▶ [TEXT]:
Conduction blocks	2 (13%)
PAH requiring therapy	1 (6.7%)
Esophagitis	5 (33%)
ANA
positive	15 (100%)
anti-Scl-70 antibodies
positive	8 (53%)
anti-centromere antibodies
positive	5 (33%)

¹ n (%); median (IQR). SSc = systemic sclerosis; ILD = interstitial lung disease; PAH = pulmonary arterial hypertension; ANA = antinuclear antibodies.

A subgroup of five patients exhibited a proteomic profile comparable to that of HCs. In this subset of study participants, the median and inter-quartile range (IQR) age was 42 (37, 51.5) years. According to the extent of skin involvement, three (60%) had dcSSc. The median disease duration was 2 (0.5, 4.5) years, with 3 (60%) of patients having early (≤3 years) disease. ILD was present on high-resolution computed tomography (HRCT) in two (40%) patients with SSc. A previous history of digital ulcers was registered in two (40%) patients. Cardiac involvement, PAH, and esophagitis did not occur in this cohort. Antinuclear antibodies (ANA) were positive in all patients, with three (60%) having anti-Scl-70 antibodies and two (40%) exhibiting anti-centromere antibodies.

▶ [TASK STATEMENT]: Carry on the systemic sclerosis study text, picking up after its final sentence.

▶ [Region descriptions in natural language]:
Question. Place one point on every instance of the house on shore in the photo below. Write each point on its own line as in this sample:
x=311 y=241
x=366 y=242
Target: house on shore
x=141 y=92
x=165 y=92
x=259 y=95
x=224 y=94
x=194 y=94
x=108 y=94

▶ [TASK ANSWER]:
2.2. Patients with SSc Demonstrate a Distinct Proteomic Profile

Proteins with Normalized Protein eXpression (NPX) values below the limit of detection (LOD) in more than 50% of the samples were excluded from the comparative analysis. Based on the quantitative features of the remaining 71 plasma proteins, the principal component analysis (PCA) plot of the 15 SSc samples and 18 control samples revealed that patients with SSc display a distinct proteomic signature compared to their matched controls (Figure 1a). A further assessment of differentially expressed proteins in patients with SSc versus HCs resulted in the identification of 17 plasma biomarkers with a false discovery rate (FDR)-adjusted p-value < 0.05. These 17 inflammation-related proteins were all upregulated in the SSc cohort compared to levels in the control group (Figure 1b). Following the hierarchical clustering of differentially abundant proteins, a prominent separation between groups was observed, with the majority of the SSc samples clustering together in the lower section of the heatmap (Figure 1c). Figure 1c also clearly depicts the subset of five individuals with SSc described above that showed protein profiles that closely resembled those of the control group. The heterogeneity within the SSc group might suggest the potential presence of different molecular subtypes or disease endotypes.

Figure 1.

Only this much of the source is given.